Supplied records Block Start

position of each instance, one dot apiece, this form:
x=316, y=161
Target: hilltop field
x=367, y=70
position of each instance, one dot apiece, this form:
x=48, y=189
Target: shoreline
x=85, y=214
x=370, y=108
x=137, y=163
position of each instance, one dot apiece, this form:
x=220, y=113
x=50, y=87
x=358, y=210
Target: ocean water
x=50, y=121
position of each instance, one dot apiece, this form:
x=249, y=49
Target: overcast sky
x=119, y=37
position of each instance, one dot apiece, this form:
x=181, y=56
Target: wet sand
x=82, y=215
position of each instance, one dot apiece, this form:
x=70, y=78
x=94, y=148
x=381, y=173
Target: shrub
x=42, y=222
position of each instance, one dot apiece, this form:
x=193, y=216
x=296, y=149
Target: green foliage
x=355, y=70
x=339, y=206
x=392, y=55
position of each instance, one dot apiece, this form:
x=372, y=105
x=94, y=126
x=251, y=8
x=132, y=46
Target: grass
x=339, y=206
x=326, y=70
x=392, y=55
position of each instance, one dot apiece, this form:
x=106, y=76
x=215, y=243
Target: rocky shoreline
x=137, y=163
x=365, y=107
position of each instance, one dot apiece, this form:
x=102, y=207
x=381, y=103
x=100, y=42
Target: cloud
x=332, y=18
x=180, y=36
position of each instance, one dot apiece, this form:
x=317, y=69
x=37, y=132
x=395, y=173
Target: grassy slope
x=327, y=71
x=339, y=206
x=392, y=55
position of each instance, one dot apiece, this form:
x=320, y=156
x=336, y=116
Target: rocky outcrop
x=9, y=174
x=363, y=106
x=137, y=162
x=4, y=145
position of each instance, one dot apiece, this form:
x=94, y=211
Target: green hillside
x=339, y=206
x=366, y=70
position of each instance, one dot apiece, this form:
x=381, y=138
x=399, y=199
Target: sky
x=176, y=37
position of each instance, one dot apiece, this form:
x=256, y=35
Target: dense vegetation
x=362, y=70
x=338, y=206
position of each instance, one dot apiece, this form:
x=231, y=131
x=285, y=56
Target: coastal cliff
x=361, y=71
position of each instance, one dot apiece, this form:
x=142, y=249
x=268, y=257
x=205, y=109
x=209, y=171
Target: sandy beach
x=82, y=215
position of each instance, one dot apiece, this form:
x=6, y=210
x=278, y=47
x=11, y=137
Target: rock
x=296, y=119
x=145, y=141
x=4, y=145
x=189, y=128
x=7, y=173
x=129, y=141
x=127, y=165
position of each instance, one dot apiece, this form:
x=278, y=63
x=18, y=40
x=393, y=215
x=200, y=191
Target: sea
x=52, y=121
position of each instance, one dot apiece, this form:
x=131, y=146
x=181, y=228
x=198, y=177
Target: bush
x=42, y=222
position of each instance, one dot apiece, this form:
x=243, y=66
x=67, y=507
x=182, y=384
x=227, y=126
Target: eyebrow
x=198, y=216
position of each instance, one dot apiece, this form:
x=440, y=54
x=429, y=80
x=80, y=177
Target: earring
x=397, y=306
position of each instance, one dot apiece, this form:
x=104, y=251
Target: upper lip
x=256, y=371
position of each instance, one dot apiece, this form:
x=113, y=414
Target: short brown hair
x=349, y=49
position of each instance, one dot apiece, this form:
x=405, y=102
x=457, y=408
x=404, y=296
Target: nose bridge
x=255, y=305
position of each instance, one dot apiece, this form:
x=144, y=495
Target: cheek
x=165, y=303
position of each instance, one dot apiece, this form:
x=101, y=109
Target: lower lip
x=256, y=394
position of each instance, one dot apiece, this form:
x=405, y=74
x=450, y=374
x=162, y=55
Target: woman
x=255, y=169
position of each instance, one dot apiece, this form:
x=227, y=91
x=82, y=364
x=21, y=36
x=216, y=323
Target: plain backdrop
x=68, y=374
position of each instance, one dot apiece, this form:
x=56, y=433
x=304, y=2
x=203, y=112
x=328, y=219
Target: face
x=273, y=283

Supplied records Block End
Supplied records Block Start

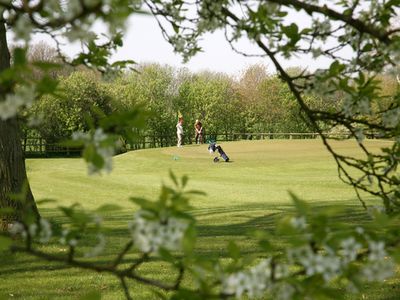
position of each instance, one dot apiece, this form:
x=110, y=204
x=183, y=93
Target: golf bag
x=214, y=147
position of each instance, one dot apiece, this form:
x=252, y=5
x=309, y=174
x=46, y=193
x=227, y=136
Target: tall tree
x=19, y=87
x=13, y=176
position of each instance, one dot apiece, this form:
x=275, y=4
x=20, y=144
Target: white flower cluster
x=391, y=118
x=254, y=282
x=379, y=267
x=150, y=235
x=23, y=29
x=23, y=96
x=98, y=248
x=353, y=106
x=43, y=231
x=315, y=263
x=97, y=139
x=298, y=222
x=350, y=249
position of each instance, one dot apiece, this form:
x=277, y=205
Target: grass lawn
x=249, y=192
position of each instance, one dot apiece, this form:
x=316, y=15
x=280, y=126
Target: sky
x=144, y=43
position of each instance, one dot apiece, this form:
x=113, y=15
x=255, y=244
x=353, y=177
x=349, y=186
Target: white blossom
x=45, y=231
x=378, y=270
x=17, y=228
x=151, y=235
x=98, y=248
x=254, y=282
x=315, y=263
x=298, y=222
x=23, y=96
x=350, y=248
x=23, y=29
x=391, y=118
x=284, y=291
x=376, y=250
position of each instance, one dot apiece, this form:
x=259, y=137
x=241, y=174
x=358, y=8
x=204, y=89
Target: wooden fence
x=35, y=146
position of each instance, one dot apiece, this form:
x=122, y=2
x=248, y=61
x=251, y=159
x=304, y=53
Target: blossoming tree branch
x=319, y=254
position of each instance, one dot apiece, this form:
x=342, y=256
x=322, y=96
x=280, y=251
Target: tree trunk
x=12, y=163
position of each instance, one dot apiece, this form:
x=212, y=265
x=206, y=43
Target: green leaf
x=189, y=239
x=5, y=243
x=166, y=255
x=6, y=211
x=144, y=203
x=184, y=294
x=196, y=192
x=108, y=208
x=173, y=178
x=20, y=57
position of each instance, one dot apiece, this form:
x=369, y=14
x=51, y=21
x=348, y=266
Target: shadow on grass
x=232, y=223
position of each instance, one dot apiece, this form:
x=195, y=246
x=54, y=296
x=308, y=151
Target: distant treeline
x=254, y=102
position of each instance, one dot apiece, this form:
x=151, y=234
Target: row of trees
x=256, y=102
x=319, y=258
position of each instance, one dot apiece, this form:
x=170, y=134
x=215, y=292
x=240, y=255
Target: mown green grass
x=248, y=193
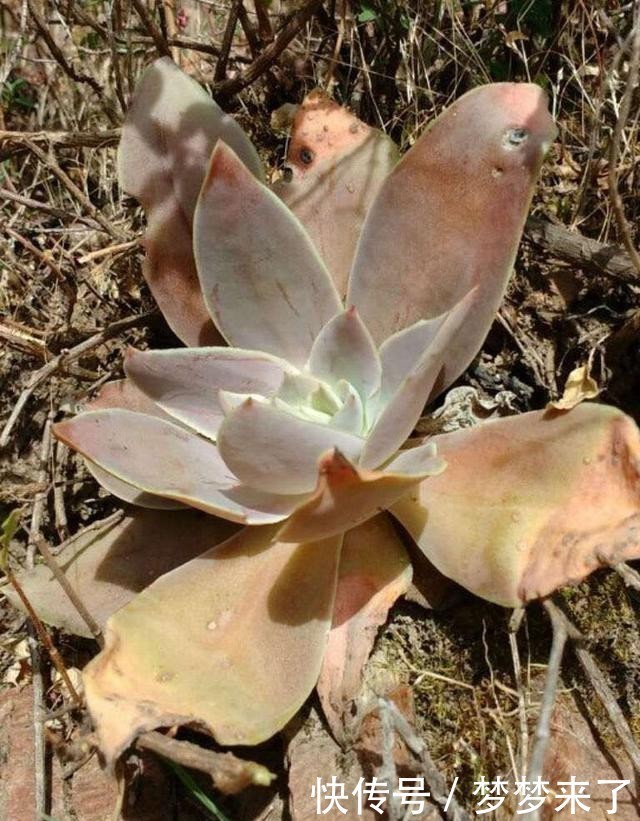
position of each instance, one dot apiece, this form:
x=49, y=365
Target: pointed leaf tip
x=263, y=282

Supplied records Block End

#### [Work to be completed]
Begin with the line above that has "x=227, y=136" and continue through the line that has "x=349, y=186", setting each one down exactly. Stop there.

#### [Task solution]
x=227, y=136
Target: tall tree
x=19, y=87
x=13, y=176
position of each instance, one dot apiece, this form:
x=275, y=4
x=20, y=144
Target: white flower cluster
x=391, y=118
x=254, y=282
x=379, y=267
x=150, y=235
x=23, y=29
x=23, y=96
x=98, y=248
x=353, y=106
x=43, y=231
x=315, y=263
x=97, y=139
x=298, y=222
x=350, y=249
position of each instance, one dot apiece, this form:
x=277, y=205
Target: grass lawn
x=249, y=192
position of each instance, one dot apiece, this form:
x=316, y=15
x=280, y=126
Target: sky
x=144, y=43
position of each instance, one dot apiece, this form:
x=113, y=15
x=255, y=244
x=353, y=177
x=349, y=186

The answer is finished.